Required task ->
Extract the lines of the records from the line containing "In the photo above, where can the white baseboard" up to and including the line containing "Target: white baseboard", and reproduce them verbatim.

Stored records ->
= = = = = = =
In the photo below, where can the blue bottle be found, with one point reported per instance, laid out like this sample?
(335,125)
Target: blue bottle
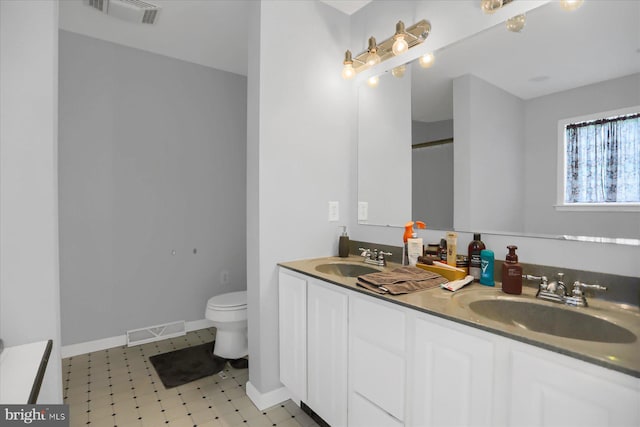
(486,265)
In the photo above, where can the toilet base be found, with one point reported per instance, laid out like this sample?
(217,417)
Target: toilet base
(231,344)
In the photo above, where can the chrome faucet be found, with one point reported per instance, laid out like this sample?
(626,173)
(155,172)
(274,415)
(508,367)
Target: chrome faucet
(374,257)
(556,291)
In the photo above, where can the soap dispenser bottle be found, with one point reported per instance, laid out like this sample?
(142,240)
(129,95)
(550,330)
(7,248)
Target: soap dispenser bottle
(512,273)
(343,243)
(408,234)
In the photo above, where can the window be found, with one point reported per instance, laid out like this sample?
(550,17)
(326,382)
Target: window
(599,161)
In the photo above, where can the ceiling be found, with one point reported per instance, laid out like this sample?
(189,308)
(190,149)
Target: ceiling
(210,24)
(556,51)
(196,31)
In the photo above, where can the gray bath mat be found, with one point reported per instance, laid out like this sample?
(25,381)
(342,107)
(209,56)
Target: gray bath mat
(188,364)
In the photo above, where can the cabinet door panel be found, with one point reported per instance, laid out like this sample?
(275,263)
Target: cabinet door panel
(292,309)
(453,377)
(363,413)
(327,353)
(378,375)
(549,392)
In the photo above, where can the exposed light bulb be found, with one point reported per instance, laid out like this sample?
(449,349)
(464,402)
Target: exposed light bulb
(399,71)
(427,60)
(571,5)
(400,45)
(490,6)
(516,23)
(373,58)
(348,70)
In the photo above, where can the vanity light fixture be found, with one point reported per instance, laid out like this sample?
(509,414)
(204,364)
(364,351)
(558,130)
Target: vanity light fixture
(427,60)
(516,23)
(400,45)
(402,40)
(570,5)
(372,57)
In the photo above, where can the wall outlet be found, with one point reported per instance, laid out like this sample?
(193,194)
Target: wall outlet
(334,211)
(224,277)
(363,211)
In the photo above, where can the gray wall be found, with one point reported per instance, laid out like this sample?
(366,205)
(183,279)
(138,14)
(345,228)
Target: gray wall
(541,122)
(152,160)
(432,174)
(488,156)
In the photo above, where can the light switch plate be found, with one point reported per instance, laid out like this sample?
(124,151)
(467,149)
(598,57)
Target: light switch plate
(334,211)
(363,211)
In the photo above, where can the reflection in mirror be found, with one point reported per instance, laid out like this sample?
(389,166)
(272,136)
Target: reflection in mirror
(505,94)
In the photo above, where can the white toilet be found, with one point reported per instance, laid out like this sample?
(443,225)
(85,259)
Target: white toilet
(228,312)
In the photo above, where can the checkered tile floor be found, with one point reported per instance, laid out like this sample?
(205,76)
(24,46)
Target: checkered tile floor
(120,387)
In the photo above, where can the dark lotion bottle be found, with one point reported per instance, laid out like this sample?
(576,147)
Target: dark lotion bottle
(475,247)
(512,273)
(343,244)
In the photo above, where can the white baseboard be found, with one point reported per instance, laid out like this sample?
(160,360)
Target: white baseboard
= = = = = = =
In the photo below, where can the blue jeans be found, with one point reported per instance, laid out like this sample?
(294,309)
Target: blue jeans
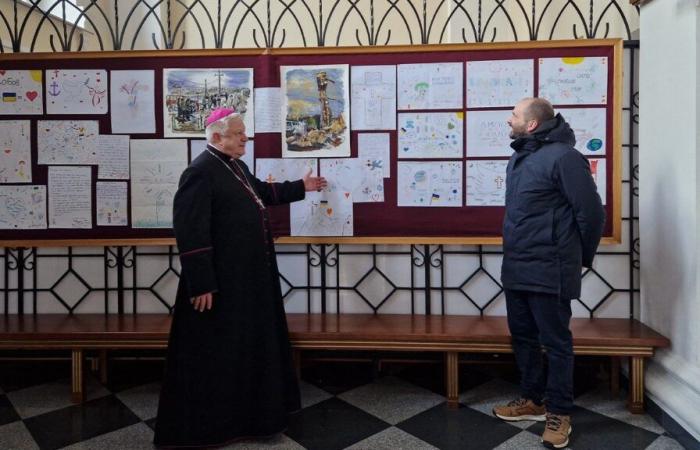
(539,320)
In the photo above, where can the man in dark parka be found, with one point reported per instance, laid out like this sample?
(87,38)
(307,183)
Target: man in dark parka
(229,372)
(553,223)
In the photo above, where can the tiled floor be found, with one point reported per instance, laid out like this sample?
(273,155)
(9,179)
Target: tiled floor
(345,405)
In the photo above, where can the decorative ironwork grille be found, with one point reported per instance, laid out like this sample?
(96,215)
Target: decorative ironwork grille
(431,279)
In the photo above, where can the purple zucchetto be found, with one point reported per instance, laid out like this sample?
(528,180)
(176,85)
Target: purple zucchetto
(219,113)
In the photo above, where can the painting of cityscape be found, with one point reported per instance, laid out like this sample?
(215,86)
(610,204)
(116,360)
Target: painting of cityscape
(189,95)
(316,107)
= = = = = = =
Result ->
In the photo above, where can the white baseboard be found, with one point reported per instance, laid out like this sample?
(160,360)
Target: white baseboard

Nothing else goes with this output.